* **Instructions to follow**:
Copy out each of the rows below that contains the word "water".

* **Material supplied**:
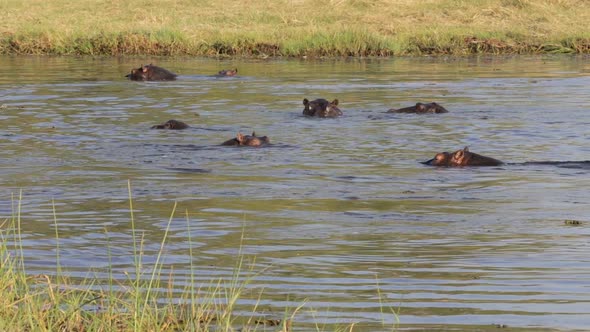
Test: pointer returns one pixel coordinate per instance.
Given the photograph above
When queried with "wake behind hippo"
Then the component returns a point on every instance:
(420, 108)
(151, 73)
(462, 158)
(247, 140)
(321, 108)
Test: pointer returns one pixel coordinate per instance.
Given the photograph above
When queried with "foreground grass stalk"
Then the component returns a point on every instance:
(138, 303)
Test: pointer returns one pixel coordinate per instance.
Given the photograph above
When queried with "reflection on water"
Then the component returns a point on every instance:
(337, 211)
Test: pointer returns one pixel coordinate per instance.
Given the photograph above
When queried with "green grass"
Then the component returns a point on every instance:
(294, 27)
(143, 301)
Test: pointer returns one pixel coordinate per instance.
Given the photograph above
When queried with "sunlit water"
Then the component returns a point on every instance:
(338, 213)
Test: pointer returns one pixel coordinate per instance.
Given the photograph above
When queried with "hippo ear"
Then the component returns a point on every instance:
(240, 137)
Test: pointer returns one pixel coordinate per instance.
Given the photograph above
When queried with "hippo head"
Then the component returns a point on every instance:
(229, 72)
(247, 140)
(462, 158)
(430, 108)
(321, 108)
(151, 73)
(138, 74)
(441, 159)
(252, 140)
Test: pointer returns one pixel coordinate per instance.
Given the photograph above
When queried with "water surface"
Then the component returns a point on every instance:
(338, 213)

==

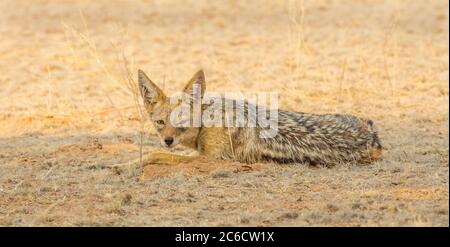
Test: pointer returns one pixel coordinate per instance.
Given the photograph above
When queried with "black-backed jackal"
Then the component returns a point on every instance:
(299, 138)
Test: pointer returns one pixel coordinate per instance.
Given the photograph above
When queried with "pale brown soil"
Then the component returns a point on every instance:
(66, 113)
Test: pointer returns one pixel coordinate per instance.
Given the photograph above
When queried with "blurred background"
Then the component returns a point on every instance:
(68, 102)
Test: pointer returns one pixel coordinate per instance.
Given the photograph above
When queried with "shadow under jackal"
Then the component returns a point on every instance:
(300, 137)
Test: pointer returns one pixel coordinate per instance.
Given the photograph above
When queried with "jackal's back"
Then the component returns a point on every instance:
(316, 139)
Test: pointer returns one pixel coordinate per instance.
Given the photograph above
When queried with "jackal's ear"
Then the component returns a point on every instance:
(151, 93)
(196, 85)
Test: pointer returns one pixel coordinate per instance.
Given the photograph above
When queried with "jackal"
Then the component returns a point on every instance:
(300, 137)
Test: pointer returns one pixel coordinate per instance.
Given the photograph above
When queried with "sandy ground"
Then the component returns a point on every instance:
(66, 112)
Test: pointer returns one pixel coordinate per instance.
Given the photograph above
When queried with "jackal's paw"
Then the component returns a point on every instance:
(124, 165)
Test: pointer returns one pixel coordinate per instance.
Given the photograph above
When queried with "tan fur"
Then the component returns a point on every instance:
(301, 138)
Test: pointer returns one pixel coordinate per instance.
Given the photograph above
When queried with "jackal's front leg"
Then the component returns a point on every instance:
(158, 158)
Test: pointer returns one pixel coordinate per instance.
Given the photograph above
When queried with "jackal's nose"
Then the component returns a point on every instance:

==

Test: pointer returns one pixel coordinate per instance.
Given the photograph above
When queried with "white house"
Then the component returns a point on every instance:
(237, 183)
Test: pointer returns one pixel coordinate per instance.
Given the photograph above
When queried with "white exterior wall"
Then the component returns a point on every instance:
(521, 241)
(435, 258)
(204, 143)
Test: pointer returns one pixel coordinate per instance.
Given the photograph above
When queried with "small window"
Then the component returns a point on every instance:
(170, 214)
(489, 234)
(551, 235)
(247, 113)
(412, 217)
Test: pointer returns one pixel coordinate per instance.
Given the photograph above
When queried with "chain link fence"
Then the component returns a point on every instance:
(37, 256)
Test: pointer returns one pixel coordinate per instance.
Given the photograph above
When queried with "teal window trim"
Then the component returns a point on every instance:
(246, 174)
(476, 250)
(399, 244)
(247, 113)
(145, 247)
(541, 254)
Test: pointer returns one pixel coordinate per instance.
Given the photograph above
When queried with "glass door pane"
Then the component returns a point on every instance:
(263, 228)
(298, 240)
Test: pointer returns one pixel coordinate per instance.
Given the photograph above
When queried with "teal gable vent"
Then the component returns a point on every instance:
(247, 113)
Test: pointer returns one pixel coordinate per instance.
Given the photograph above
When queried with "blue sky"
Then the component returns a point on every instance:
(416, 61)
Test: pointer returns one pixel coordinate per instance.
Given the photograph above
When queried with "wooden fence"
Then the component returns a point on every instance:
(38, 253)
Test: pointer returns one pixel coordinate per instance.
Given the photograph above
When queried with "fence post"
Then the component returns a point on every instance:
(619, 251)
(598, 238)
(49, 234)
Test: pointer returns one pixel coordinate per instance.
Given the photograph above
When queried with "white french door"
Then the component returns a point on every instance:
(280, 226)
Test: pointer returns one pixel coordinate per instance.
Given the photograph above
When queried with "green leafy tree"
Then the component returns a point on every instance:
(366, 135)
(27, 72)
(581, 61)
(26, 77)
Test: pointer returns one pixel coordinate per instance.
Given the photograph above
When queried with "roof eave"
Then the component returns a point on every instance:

* **Problem solution**:
When queried with "reflection on water"
When queried with "sunlit water"
When queried with "water surface"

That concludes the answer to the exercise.